* **Exercise brief**
List every author named in the poster listing below on efficient deep reinforcement learning.

=== Excerpt to read ===

Poster
in
Workshop: Deep Reinforcement Learning Workshop
Efficient Deep Reinforcement Learning Requires Regulating Statistical Overfitting
Qiyang Li · Aviral Kumar · Ilya Kostrikov · Sergey Levine
Deep reinforcement learning algorithms that learn policies by trial-and-error must learn from limited amounts of data collected by actively interacting with the environment. While many prior works have shown that proper regularization techniques are crucial for enabling data-efficient RL, a general understanding of the bottlenecks in data-efficient RL has remained unclear. Consequently, it has been difficult to devise a universal technique that works well across all domains. In this paper, we attempt to understand the primary bottleneck in sample-efficient deep RL by examining several potential hypotheses such as non-stationarity, excessive action distribution shift, and overfitting. We perform thorough empirical analysis on state-based DeepMind control suite (DMC) tasks in a controlled and systematic way to show that statistical overfitting on the temporal-difference (TD) error is the main culprit that severely affects the performance of deep RL algorithms, and prior methods that lead to good performance do in fact, control the amount of statistical overfitting. This observation gives us a robust principle for making deep RL efficient: we can hill-climb on a notion of validation temporal-difference error by utilizing any form of regularization techniques from supervised learning. We show that a simple online model selection method that targets the statistical overfitting issue is effective across state-based DMC and Gym tasks.

=== Data excerpts ===

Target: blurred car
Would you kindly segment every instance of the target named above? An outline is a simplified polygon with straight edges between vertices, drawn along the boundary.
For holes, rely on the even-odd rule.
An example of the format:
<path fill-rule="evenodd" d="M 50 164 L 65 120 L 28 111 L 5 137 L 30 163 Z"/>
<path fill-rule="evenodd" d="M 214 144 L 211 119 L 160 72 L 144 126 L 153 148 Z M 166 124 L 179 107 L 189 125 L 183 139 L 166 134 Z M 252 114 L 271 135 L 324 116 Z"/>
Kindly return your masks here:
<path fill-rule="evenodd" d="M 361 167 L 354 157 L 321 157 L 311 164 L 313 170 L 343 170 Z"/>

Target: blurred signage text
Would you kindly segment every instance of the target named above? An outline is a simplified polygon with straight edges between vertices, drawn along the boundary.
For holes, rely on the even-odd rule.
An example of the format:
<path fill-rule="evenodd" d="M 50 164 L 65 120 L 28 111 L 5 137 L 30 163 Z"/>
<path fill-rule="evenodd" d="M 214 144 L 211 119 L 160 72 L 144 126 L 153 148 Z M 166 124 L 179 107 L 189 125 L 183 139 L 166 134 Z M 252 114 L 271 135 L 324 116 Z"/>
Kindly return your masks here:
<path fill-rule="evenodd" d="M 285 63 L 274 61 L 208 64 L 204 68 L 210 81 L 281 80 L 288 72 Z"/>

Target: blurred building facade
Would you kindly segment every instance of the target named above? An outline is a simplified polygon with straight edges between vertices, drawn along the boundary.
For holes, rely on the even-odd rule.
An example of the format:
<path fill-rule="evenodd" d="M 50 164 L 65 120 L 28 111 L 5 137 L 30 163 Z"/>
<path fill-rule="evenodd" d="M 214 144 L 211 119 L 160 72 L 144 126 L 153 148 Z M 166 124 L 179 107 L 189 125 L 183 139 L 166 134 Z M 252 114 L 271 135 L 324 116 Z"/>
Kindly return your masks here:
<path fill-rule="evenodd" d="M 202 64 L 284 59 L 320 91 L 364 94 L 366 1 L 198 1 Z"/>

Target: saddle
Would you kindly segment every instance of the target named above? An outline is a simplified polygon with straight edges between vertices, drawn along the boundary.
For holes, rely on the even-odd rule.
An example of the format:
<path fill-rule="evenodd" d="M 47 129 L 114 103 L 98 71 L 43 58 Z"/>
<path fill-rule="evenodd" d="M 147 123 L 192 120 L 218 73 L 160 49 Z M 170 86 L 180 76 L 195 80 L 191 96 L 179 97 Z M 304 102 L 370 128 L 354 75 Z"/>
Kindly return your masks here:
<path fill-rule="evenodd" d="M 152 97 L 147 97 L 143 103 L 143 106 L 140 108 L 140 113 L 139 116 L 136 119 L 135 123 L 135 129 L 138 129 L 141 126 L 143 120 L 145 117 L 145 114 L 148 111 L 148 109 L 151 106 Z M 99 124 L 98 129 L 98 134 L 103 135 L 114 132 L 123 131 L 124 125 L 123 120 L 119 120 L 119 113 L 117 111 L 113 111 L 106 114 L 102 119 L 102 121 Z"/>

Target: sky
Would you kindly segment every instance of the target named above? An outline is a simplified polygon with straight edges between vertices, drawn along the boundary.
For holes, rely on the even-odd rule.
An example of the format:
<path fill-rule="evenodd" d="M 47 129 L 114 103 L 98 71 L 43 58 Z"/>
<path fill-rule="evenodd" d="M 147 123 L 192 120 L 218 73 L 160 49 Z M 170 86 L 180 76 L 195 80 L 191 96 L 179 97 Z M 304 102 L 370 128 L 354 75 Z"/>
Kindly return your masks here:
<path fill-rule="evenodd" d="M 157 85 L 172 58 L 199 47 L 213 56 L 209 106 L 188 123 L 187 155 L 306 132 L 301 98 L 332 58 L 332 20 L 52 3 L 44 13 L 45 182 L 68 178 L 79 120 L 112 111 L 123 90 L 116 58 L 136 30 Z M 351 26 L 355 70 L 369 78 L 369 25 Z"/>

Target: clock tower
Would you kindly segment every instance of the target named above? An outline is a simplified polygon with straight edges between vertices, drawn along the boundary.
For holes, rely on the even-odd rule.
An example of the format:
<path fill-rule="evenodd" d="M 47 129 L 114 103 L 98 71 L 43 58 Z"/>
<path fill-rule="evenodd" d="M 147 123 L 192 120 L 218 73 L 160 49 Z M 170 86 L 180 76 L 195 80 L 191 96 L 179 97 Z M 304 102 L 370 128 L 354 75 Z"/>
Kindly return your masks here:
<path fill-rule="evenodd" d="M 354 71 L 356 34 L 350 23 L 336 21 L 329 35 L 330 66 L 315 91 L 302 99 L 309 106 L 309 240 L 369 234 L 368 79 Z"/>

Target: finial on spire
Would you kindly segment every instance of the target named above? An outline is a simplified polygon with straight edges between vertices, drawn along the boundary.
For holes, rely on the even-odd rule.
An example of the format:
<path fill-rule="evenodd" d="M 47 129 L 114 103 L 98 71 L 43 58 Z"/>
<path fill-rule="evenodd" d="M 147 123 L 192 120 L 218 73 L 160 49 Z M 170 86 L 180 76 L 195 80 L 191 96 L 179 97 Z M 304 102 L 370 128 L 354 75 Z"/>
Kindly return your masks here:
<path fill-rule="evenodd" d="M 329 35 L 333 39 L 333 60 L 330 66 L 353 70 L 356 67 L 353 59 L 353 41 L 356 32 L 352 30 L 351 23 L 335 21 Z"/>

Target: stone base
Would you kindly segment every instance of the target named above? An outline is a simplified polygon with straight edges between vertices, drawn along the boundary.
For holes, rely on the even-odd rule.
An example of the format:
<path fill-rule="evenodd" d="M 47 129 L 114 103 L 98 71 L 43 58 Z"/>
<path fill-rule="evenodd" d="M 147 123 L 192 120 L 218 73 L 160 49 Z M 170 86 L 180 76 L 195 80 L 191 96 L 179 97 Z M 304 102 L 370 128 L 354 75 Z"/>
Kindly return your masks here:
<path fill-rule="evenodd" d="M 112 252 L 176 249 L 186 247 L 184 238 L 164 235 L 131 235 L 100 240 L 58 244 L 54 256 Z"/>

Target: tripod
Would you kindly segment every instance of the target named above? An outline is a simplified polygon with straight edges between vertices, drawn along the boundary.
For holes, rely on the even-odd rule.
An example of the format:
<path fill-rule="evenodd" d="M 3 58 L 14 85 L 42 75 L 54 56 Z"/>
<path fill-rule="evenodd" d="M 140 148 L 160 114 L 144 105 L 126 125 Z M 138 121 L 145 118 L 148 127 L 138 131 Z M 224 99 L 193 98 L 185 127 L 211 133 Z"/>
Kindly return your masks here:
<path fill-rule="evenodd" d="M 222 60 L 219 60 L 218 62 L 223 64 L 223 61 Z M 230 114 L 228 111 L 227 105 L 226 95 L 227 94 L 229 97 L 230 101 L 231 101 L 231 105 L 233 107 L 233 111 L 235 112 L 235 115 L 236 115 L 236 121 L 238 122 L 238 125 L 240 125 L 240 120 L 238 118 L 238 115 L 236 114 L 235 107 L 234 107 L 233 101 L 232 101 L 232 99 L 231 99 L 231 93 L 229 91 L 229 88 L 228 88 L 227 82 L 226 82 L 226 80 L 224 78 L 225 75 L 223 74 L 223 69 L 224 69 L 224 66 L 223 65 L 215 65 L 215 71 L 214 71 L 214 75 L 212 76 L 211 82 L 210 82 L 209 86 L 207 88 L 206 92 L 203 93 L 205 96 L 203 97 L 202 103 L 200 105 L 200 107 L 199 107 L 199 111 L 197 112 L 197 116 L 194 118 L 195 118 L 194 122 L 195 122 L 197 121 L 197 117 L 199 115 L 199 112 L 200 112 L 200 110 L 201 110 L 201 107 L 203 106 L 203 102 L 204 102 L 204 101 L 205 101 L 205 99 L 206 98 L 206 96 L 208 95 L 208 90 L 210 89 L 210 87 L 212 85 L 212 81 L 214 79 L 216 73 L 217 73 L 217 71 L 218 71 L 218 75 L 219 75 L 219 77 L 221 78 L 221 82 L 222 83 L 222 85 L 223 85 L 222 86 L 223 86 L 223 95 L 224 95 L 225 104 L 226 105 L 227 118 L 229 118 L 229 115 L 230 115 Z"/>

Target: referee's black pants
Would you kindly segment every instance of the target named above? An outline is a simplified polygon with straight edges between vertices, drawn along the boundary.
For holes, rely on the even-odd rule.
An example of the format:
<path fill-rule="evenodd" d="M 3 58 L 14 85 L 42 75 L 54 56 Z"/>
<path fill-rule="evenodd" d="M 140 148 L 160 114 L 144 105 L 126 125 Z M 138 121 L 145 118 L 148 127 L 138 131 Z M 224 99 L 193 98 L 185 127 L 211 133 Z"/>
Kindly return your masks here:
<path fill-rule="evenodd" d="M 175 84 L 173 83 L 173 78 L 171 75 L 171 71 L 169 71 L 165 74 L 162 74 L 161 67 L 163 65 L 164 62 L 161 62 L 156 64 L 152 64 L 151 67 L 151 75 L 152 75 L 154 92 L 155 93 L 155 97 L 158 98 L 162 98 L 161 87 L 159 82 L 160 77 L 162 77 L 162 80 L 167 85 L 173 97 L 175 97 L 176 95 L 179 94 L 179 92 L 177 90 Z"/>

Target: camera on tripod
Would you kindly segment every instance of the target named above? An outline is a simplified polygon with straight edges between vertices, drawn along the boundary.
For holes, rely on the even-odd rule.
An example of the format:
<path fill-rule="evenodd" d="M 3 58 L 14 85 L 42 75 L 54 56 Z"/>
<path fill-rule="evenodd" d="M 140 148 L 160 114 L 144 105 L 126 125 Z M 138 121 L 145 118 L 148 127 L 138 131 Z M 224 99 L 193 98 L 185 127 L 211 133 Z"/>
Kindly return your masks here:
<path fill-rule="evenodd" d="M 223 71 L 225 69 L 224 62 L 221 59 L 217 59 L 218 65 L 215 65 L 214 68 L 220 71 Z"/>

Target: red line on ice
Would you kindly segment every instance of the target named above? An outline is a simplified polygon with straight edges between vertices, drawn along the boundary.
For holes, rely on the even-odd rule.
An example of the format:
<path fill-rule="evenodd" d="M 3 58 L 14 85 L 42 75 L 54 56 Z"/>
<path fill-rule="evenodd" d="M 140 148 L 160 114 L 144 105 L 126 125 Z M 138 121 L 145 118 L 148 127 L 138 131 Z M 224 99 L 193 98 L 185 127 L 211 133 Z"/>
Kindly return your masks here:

===

* **Final answer**
Qiyang Li, Aviral Kumar, Ilya Kostrikov, Sergey Levine